---------- INFORMATION SHOWN
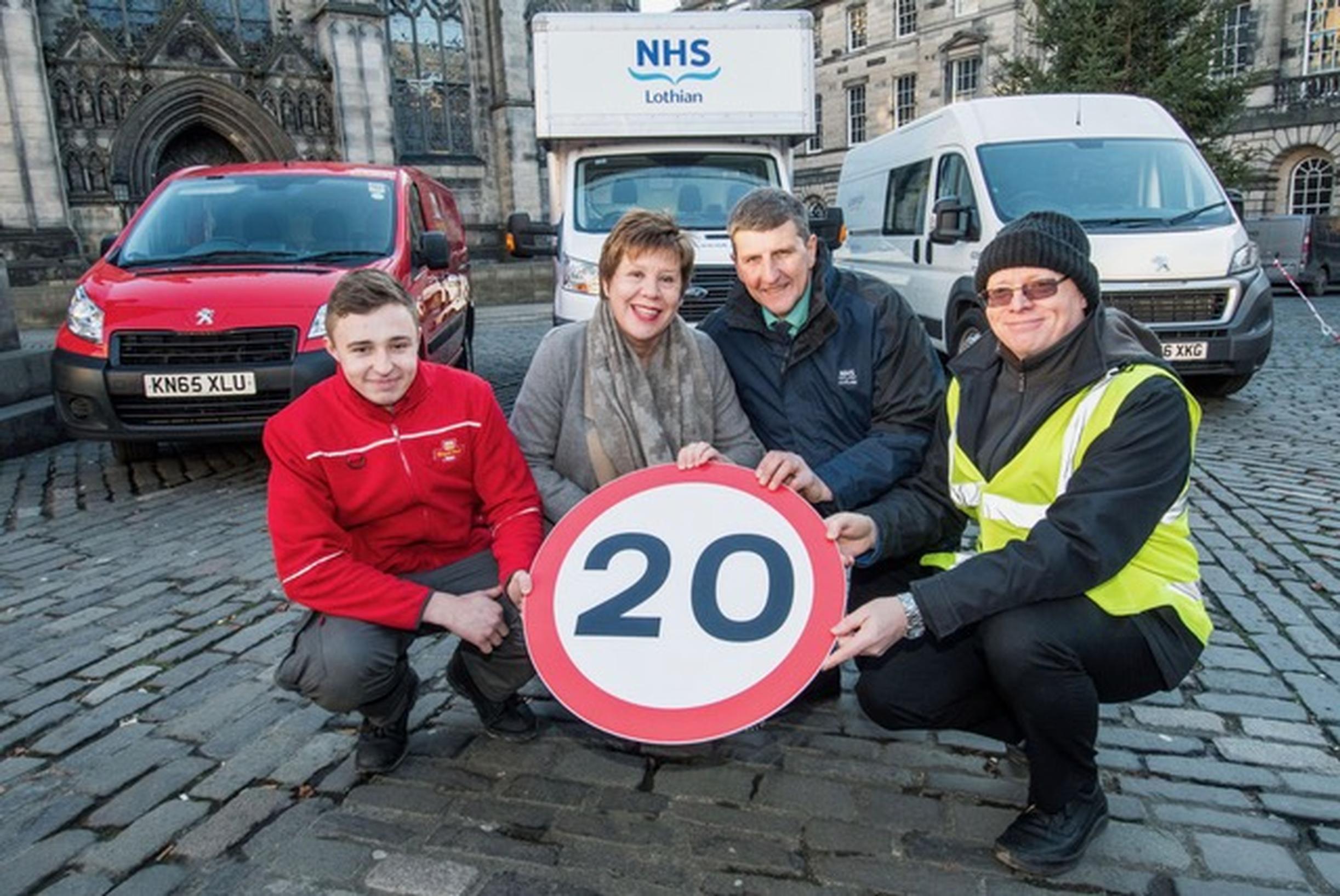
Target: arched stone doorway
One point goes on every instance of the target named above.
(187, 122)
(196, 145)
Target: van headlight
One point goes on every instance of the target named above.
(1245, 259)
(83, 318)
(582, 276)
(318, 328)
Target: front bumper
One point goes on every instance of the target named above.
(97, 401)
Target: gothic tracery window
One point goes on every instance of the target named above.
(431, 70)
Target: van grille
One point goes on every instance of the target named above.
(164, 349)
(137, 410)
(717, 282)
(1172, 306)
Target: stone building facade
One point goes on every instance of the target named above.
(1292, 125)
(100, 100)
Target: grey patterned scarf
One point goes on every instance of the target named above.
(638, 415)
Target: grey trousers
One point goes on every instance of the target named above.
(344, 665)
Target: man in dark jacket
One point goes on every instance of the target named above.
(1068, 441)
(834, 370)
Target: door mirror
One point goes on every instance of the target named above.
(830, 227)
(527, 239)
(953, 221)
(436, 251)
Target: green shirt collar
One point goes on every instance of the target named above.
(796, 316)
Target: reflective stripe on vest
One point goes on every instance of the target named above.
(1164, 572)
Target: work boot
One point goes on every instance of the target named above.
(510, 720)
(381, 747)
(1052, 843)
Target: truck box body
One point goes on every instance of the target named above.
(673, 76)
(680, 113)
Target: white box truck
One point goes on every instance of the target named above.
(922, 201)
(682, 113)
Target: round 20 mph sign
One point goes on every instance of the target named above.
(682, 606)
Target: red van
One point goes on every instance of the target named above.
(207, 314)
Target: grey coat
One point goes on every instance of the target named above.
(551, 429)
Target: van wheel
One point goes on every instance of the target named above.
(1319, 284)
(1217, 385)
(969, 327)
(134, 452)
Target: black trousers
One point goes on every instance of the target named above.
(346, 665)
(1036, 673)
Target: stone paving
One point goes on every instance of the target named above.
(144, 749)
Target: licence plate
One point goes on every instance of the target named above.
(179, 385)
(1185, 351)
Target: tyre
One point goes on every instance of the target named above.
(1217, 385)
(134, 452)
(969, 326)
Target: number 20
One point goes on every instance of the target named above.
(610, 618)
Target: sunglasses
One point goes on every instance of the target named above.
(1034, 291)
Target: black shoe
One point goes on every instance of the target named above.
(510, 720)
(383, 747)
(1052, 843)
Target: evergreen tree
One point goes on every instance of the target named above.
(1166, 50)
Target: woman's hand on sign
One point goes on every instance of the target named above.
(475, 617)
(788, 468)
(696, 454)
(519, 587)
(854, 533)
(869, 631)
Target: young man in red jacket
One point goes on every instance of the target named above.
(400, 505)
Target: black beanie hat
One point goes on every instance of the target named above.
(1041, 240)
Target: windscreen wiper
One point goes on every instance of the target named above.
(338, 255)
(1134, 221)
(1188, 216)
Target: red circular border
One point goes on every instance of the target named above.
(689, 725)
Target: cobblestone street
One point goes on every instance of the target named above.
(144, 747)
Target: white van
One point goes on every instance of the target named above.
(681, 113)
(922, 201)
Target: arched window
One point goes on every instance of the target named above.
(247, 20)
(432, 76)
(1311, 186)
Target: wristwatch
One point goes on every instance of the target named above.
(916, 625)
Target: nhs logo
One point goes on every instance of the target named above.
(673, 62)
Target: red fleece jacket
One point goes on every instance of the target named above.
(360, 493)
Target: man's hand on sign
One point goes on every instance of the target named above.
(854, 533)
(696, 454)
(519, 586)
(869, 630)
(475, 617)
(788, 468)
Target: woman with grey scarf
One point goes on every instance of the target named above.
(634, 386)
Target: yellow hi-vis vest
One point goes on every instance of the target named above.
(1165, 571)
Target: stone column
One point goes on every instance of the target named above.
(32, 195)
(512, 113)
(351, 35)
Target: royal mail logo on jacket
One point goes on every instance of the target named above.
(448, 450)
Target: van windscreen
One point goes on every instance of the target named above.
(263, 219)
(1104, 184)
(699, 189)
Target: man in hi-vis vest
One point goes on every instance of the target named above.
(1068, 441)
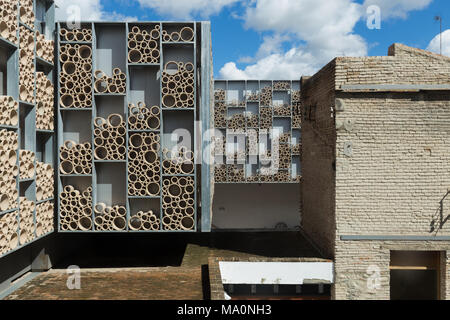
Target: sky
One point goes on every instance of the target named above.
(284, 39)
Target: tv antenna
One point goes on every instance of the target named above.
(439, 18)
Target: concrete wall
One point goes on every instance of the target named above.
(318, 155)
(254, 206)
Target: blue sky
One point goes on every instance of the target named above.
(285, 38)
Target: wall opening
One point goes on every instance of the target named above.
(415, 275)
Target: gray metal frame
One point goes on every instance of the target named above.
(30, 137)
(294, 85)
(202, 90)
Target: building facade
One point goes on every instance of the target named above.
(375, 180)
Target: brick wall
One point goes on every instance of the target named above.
--------------------
---------- INFORMATION SHOWN
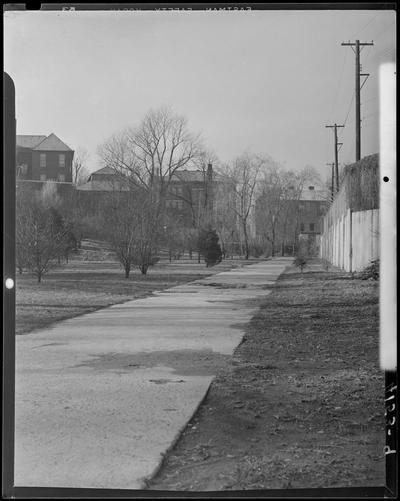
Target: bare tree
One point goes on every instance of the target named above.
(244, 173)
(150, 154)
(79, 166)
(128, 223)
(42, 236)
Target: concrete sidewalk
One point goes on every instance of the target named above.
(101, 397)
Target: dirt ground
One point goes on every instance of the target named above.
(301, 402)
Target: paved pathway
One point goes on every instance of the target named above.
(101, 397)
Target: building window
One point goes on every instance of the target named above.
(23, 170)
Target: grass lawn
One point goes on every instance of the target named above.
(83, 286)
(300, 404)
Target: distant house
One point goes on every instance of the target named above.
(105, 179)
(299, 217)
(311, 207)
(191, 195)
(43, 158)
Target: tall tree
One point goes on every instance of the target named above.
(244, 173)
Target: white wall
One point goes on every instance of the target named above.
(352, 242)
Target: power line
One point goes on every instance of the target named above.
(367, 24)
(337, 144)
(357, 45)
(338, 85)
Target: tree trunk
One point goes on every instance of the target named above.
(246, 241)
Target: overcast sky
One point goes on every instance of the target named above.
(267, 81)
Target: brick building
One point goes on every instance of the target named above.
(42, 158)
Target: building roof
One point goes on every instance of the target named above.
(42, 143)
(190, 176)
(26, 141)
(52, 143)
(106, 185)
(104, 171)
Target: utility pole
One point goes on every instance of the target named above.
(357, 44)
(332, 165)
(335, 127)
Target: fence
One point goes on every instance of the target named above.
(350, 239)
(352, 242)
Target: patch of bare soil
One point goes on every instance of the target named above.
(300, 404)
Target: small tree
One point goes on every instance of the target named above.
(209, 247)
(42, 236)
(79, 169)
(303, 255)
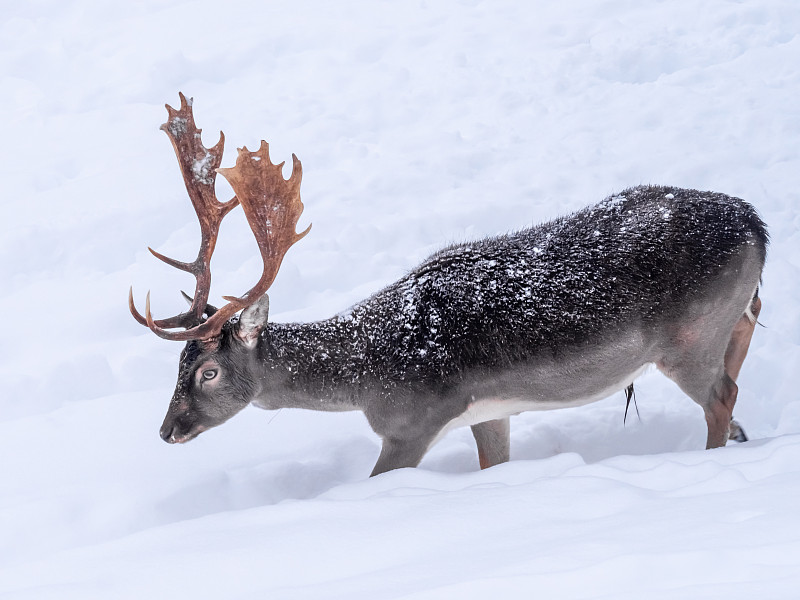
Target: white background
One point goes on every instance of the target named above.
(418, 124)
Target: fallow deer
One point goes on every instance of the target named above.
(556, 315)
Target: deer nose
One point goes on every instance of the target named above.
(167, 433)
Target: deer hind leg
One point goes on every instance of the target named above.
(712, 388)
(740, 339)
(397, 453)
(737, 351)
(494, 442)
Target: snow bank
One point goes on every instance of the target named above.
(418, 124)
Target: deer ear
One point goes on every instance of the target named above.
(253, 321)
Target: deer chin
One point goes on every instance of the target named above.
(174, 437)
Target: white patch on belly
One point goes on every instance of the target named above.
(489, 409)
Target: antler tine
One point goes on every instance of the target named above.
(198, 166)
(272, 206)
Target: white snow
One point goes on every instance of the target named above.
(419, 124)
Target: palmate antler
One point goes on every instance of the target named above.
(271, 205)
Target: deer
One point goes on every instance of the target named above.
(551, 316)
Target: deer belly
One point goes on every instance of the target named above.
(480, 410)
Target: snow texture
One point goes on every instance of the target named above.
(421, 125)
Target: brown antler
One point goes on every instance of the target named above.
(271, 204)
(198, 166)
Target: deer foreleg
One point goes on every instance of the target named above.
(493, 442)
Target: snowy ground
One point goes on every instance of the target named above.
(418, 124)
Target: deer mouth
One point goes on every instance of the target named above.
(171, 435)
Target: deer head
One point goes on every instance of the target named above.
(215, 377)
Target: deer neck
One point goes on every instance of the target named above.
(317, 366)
--------------------
---------- INFORMATION SHOWN
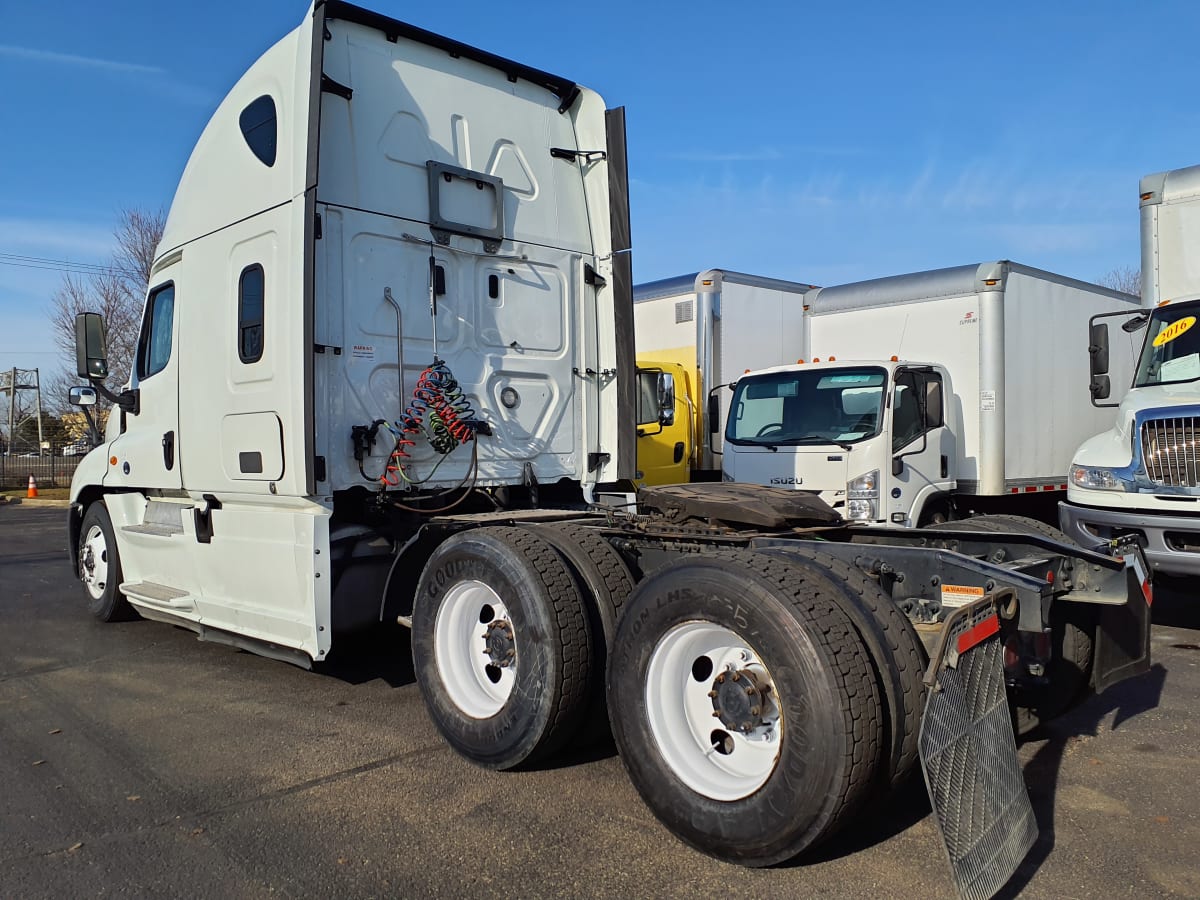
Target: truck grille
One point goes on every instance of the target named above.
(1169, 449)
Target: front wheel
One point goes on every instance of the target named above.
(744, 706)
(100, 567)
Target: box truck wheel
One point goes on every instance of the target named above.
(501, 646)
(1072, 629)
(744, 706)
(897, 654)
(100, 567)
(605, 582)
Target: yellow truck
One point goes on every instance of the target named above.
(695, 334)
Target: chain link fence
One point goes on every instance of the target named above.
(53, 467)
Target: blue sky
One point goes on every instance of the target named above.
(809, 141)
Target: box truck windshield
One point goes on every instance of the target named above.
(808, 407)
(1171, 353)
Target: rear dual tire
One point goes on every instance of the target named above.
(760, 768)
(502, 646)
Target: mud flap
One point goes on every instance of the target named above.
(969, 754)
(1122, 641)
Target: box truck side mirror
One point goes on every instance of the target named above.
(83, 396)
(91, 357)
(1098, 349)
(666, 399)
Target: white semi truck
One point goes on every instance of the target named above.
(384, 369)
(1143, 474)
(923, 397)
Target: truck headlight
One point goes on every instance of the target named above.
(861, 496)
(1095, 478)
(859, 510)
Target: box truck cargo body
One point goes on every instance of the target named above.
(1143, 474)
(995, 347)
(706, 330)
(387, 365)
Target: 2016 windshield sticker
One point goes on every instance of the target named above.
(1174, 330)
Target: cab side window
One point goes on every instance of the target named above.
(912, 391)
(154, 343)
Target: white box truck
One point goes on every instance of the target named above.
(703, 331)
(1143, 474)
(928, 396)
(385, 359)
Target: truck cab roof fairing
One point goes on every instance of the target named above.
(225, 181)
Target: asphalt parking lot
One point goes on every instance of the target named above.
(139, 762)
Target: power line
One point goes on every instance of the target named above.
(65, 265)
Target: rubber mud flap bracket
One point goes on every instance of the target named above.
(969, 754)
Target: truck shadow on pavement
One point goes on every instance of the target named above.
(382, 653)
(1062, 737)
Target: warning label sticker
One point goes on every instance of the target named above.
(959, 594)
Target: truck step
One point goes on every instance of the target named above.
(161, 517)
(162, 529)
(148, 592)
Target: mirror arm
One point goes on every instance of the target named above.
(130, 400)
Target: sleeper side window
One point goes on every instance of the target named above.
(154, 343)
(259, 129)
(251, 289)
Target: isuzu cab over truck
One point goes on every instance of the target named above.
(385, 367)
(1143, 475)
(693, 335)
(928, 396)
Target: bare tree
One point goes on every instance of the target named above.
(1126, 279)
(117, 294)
--------------------
§ **WORK INSTRUCTION**
Where a line in the records above includes the string "jacket", show it.

§ **TASK SOLUTION**
Target: man in dark jacket
Target: young man in red jacket
Target: red fleece jacket
Target: royal mail logo on jacket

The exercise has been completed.